## Passage shown
--------------------

“All over the country, Republicans and Democrats seem to be racing for the center….Wedge issues aren't cutting the way they used to. Democrats are now against high taxes, welfare, crime and big government. Republicans are for public education, environmentalism, Social Security, Medicare -- and, in most cases, legal abortion. The new consensus has been forged through the heavy (even by the standards of modern American politics) use of public-opinion polling. When candidates talk this fall, you can almost hear the sheaves of poll results rustling offstage—there's a uniform, finely honed set of positions and rhetorical flourishes that appears in race after race all over the country. Banning assault weapons is good. Public schools are good, but they have to be pulled culturally to the right through a return to discipline and basics. Protecting the environment is good. Protecting Social Security and Medicare is essential. H.M.O.'s are bad. Big tobacco companies are bad. Soft on crime is bad. Welfare is bad. The death penalty is good. Taxes are too high, but not egregiously so. Liberals are bad. Big government and bureaucracy are bad. Deficits are bad.”— Nicholas Lemann, “The New American Consensus: Government of, by and For the Comfortable,” The New York Times Magazine, Nov. 1, 1998
For all his noteworthy journalism and histories,
Nicholas Lemann must, at least once or twice, cringe at some of his works. This
article, I strongly suspect, would be among them.
The examples of “consensus” that he cites in this piece
from nearly a quarter-century ago were true enough at the time, I suppose. But
even then, the GOP-controlled House of Representatives was only a month and a
half from impeaching Bill Clinton.

--------------------

## List of tasks
• 1. For the passage on the 1998 consensus article, decide whether each statement agrees with it, answering yes or no and quoting the deciding words: (a) Lemann's piece was published in The New York Times Magazine in 1998; (b) the quoted piece says Republicans oppose Social Security; (c) when the piece appeared, Democrats controlled the House of Representatives.
• 2. In the passage on the 1998 consensus article, what does the quoted piece say forged the new consensus?
• 3. Write the next part of the passage on the 1998 consensus article, beginning after its final sentence.
The data after the passage on the 1998 consensus article have no connection to it.

## Material provided
--------------------

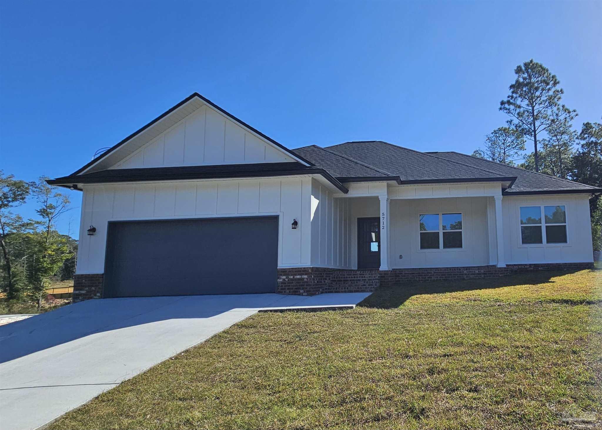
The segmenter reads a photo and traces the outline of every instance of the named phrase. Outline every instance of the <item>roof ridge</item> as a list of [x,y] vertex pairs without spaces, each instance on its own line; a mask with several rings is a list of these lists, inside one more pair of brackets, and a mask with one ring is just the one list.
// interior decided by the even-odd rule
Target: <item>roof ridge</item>
[[[465,163],[462,163],[461,161],[456,161],[455,160],[449,160],[448,158],[444,158],[442,157],[437,157],[436,155],[433,155],[433,154],[428,154],[427,152],[423,152],[421,151],[417,151],[416,149],[412,149],[411,148],[406,148],[405,146],[400,146],[399,145],[393,145],[393,143],[389,143],[389,142],[385,142],[384,140],[356,140],[356,141],[355,141],[355,143],[361,143],[361,142],[367,142],[367,142],[374,142],[374,143],[379,142],[380,143],[384,143],[385,145],[388,145],[389,146],[393,146],[393,148],[401,148],[402,149],[405,149],[406,151],[412,151],[412,152],[416,152],[417,154],[423,154],[424,155],[427,155],[429,157],[432,157],[433,158],[437,158],[438,160],[445,160],[446,161],[451,161],[452,163],[454,163],[457,164],[461,164],[462,166],[466,166],[467,167],[470,167],[471,169],[476,169],[477,170],[481,170],[482,172],[486,172],[488,173],[491,173],[492,175],[495,175],[496,176],[499,175],[499,173],[497,173],[495,172],[492,172],[491,170],[487,170],[486,169],[483,169],[482,167],[476,167],[474,166],[471,166],[470,164],[465,164]],[[344,142],[343,143],[339,143],[338,145],[344,145],[345,143],[353,143],[353,142]],[[338,145],[334,145],[334,146],[338,146]]]
[[79,173],[82,173],[84,170],[88,170],[90,168],[92,167],[97,163],[101,161],[105,157],[107,157],[109,154],[113,154],[115,151],[116,149],[117,149],[117,148],[120,148],[122,145],[127,143],[128,142],[129,142],[130,140],[131,140],[132,139],[134,139],[134,137],[135,137],[137,136],[140,135],[141,133],[143,132],[147,129],[148,129],[150,127],[151,127],[153,125],[154,125],[155,123],[157,123],[157,122],[158,122],[159,121],[160,121],[161,119],[163,119],[165,117],[167,116],[168,115],[169,115],[175,111],[176,110],[177,110],[179,108],[182,107],[183,105],[184,105],[185,104],[186,104],[187,103],[188,103],[188,102],[190,102],[191,100],[192,100],[193,99],[194,99],[195,97],[200,99],[206,105],[209,105],[209,106],[211,107],[211,108],[213,108],[214,109],[216,109],[217,110],[219,111],[222,114],[223,114],[224,115],[225,115],[226,117],[228,117],[228,118],[229,118],[231,120],[234,121],[234,122],[238,123],[238,125],[242,126],[243,128],[246,128],[248,129],[249,130],[250,130],[250,131],[252,131],[252,132],[256,134],[257,135],[258,135],[259,136],[260,136],[262,139],[265,139],[266,140],[267,140],[268,142],[269,142],[272,144],[273,144],[274,145],[276,145],[277,147],[281,149],[282,149],[282,151],[284,151],[285,152],[288,153],[290,155],[292,155],[292,156],[293,156],[294,157],[297,157],[299,160],[300,160],[303,163],[306,163],[308,166],[312,166],[313,164],[313,163],[310,163],[308,160],[306,160],[305,158],[303,158],[302,157],[300,157],[300,155],[298,155],[294,154],[294,152],[293,152],[293,151],[292,151],[291,149],[290,149],[289,148],[287,148],[286,146],[285,146],[284,145],[283,145],[282,143],[279,143],[277,142],[276,140],[275,140],[274,139],[272,139],[271,137],[270,137],[267,135],[264,134],[264,133],[261,132],[261,131],[259,131],[259,130],[258,130],[255,127],[253,127],[252,126],[249,125],[249,124],[247,124],[247,123],[246,123],[244,121],[242,120],[241,119],[238,118],[236,116],[234,116],[231,113],[230,113],[229,112],[228,112],[228,111],[226,111],[225,109],[223,109],[223,108],[220,107],[219,106],[218,106],[217,104],[216,104],[215,103],[214,103],[213,102],[212,102],[209,99],[206,98],[206,97],[203,96],[202,95],[201,95],[199,93],[197,93],[196,92],[194,92],[194,93],[193,93],[192,94],[191,94],[190,96],[188,96],[188,97],[187,97],[186,98],[185,98],[182,101],[181,101],[179,103],[176,104],[174,106],[172,106],[169,109],[168,109],[167,110],[165,111],[162,114],[161,114],[160,115],[159,115],[158,117],[157,117],[154,119],[152,120],[150,122],[147,123],[145,125],[142,126],[141,127],[140,127],[140,128],[138,128],[137,130],[136,130],[135,131],[134,131],[133,133],[132,133],[131,134],[130,134],[129,136],[128,136],[127,137],[122,139],[122,140],[120,140],[120,142],[119,142],[117,143],[116,143],[115,145],[114,145],[113,146],[111,146],[111,148],[110,148],[108,149],[107,149],[105,152],[104,152],[101,153],[101,154],[99,154],[98,155],[98,157],[96,157],[95,158],[93,158],[90,161],[89,161],[88,163],[87,163],[83,166],[82,166],[79,169],[78,169],[76,170],[75,170],[73,173],[72,173],[72,175],[78,175],[78,174],[79,174]]
[[582,184],[579,182],[576,182],[575,181],[571,181],[571,179],[565,179],[564,178],[559,178],[558,176],[553,176],[552,175],[548,175],[547,173],[542,173],[541,172],[533,172],[533,170],[530,170],[528,169],[524,169],[523,167],[520,167],[518,166],[510,166],[509,164],[504,164],[502,163],[498,163],[497,161],[494,161],[491,160],[487,160],[486,158],[481,158],[478,157],[475,157],[474,155],[469,155],[467,154],[463,154],[462,152],[458,152],[457,151],[442,151],[444,152],[452,152],[453,154],[457,154],[460,155],[464,155],[465,157],[470,157],[471,158],[476,158],[476,160],[482,160],[484,161],[487,161],[488,163],[492,163],[495,164],[498,164],[499,166],[503,166],[506,167],[512,167],[512,169],[516,169],[517,170],[522,170],[523,172],[528,172],[530,173],[535,173],[535,175],[541,175],[541,176],[545,176],[546,178],[553,178],[554,179],[560,179],[560,181],[564,181],[565,182],[571,182],[571,184],[577,184],[578,185],[585,185],[586,187],[590,187],[591,188],[596,188],[596,187],[593,187],[591,185],[588,185],[587,184]]
[[330,152],[330,154],[334,154],[335,155],[338,155],[339,157],[342,157],[343,158],[346,158],[346,159],[347,159],[347,160],[350,160],[351,161],[353,161],[354,163],[357,163],[358,164],[361,164],[362,166],[364,166],[364,167],[368,167],[369,169],[371,169],[372,170],[374,170],[375,172],[378,172],[379,173],[383,173],[384,175],[388,175],[391,176],[397,176],[397,175],[393,175],[393,173],[391,173],[387,172],[386,170],[383,170],[382,169],[379,169],[378,167],[375,167],[373,166],[370,166],[368,163],[364,163],[363,161],[360,161],[359,160],[356,160],[355,158],[352,158],[350,157],[348,157],[348,156],[345,155],[344,154],[339,154],[338,152],[337,152],[335,151],[332,151],[332,149],[327,149],[325,148],[322,148],[321,146],[318,146],[317,145],[311,145],[311,146],[315,146],[316,148],[319,148],[322,151],[325,151],[327,152]]
[[465,166],[466,167],[470,167],[471,169],[476,169],[479,170],[482,170],[483,172],[486,172],[488,173],[492,173],[492,174],[495,175],[496,176],[498,176],[499,175],[499,173],[495,173],[495,172],[492,172],[491,170],[487,170],[486,169],[483,169],[482,167],[476,167],[474,166],[471,166],[470,164],[467,164],[462,163],[461,161],[455,161],[455,160],[449,160],[448,158],[444,158],[442,157],[437,157],[436,155],[433,155],[433,154],[429,154],[427,152],[423,152],[421,151],[417,151],[416,149],[412,149],[412,148],[405,148],[405,146],[400,146],[399,145],[393,145],[393,143],[389,143],[389,142],[384,142],[383,140],[377,140],[376,142],[381,142],[382,143],[385,143],[386,145],[389,145],[391,146],[394,146],[395,148],[400,148],[402,149],[405,149],[406,151],[411,151],[412,152],[417,152],[418,154],[424,154],[425,155],[428,155],[429,157],[433,157],[435,158],[438,158],[439,160],[444,160],[446,161],[452,161],[452,163],[455,163],[458,164],[462,164],[462,166]]

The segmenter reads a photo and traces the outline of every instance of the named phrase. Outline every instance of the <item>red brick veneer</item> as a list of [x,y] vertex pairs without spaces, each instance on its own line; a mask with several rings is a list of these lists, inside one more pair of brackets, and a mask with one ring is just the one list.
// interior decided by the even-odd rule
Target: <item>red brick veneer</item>
[[516,272],[535,270],[580,270],[594,267],[593,263],[510,264],[506,267],[479,266],[465,267],[424,267],[354,270],[327,267],[291,267],[278,269],[277,293],[313,296],[322,293],[373,291],[408,282],[455,281],[498,278]]
[[102,298],[103,273],[73,275],[73,303]]

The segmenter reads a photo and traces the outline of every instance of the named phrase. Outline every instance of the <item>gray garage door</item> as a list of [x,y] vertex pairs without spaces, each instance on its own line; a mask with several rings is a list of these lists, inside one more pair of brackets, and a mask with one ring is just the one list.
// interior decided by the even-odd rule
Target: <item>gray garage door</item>
[[278,219],[109,223],[104,296],[274,293]]

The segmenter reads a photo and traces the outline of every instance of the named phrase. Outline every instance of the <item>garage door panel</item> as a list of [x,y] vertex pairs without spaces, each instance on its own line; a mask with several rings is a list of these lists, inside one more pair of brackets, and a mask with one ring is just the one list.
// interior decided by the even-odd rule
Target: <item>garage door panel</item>
[[105,297],[273,293],[275,217],[112,222]]

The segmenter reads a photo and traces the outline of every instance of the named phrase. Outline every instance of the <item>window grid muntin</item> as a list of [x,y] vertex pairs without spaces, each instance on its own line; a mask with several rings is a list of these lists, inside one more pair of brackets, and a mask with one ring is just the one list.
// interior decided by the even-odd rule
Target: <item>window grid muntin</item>
[[[547,207],[556,207],[560,206],[563,208],[564,210],[564,219],[565,222],[563,223],[547,223],[545,222],[545,208]],[[522,217],[521,216],[521,209],[523,208],[530,208],[530,207],[539,207],[539,213],[541,217],[541,223],[539,224],[523,224]],[[547,226],[554,226],[554,225],[563,225],[565,226],[565,235],[566,237],[566,241],[564,242],[548,242],[547,235],[546,234],[545,227]],[[541,242],[538,243],[524,243],[523,241],[523,229],[522,227],[539,227],[541,229]],[[566,205],[565,204],[559,204],[556,205],[550,205],[550,204],[540,204],[540,205],[529,205],[527,206],[519,206],[518,207],[518,232],[520,235],[520,241],[521,245],[526,246],[543,246],[543,245],[568,245],[569,243],[568,240],[568,220],[566,216]]]

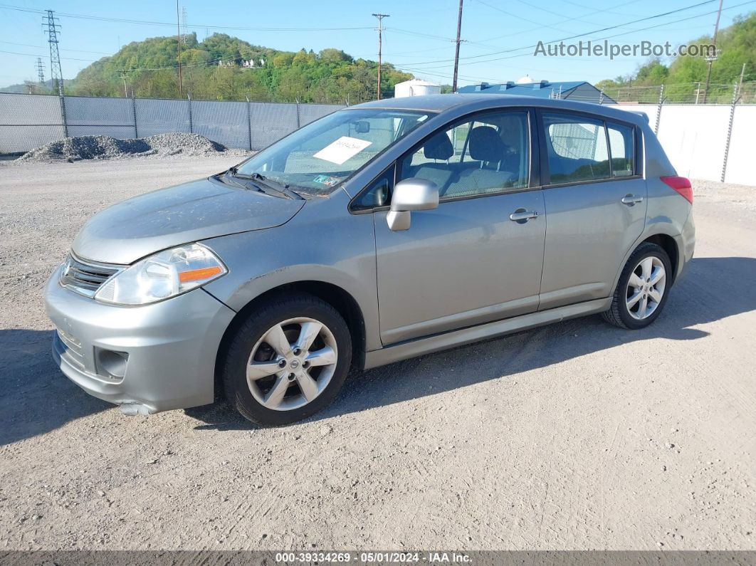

--------------------

## Answer set
• 1.
(a) Yes: "The New York Times Magazine, Nov. 1, 1998"
(b) No: "Republicans are for public education, environmentalism, Social Security, Medicare"
(c) No: "the GOP-controlled House of Representatives was only a month and a half from impeaching Bill Clinton"

• 2. The heavy use of public-opinion polling.

• 3.
Moreover, a generation later, “wedge issues” seem
back with a vengeance. Taxes, environmentalism (under the rubric of “climate
change”), and assault weapons are as polarizing as ever. Supreme Court
nomination hearings have devolved into proxy battles in the never-ending culture
wars.
There’s talk about how Democrats are reluctant to
collaborate on legislation with Republican colleagues they hold responsible for
encouraging Donald Trump’s stolen-election myth that led to the January 6
assault on the Capitol. For their part, the GOP sees creeping socialism in
virtually every initiative from the Biden Administration.
Back in 1963, political scientist James MacGregor
Burns wrote of The Deadlock of Democracy. Conflicts between the
two major parties and between the President and Congress have only worsened in
the years since. But even at the time of Lemann’s analysis, they remained
powerful.
The dilemma for our time is how to break this chronic
gridlock. But the sources of conflict have now become so ingrained that in the
meantime, commentators like Lemann would do well not to rush out premature assessments
of a return to the political center.